Reproduce all of the data below word for word, omitting the pictures.

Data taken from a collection
<<<<
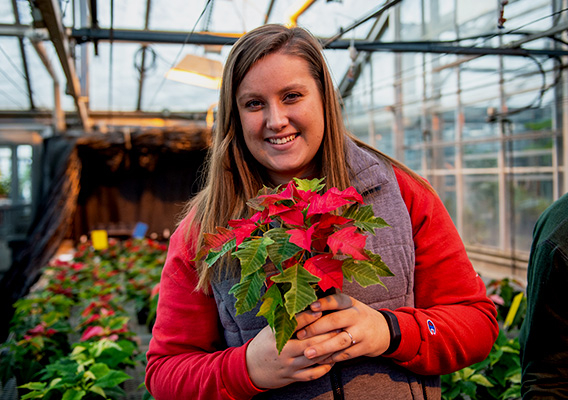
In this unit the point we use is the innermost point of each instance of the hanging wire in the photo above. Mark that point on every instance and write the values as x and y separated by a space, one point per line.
12 99
487 37
179 52
111 58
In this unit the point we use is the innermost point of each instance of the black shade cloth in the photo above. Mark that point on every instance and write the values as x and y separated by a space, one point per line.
60 188
105 181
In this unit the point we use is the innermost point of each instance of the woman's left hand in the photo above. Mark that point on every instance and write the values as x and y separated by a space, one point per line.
362 330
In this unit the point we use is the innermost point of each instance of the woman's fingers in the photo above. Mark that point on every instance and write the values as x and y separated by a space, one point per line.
359 331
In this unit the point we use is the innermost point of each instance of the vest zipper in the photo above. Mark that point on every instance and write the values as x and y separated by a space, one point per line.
336 383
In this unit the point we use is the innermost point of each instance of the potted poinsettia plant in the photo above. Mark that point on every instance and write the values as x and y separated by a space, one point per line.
>>>>
**Finished answer**
In this unit the point we use is the innermost point of each instance of the hanging wire in the photo above. Mark that point on every instance and write the values as x and y separated by a space, one point per line.
12 99
487 37
179 52
111 58
In this unit the point we use is the innermost point of each instance of the black shade cloth in the photo above. Mark that point on every instance and write the values as x and y separated by a space, one point per line.
60 188
105 181
In this unit the point we use is the innermost point of each instance of the woman's left hand in the photo above. Mark that point on every instance and write the values as x and y separated by a space, one point per line.
362 330
In this unit the point we use is the innermost point of each instance of the woman's fingers in the photo above. Mark that point on every instance and write the values as x and y separated by a space, one point per line.
359 331
In this unit the point we use is the innermost point of each instance of the vest zipper in the photo above. Mark that point on every instance and write the values as x and y separated by a space, one point per line.
336 383
In this unit the point we use is the innermost point of each instance of the potted poinsettia plant in the photo above. Mark that point on every instance and write the values as x and y separated by a space, one point per line.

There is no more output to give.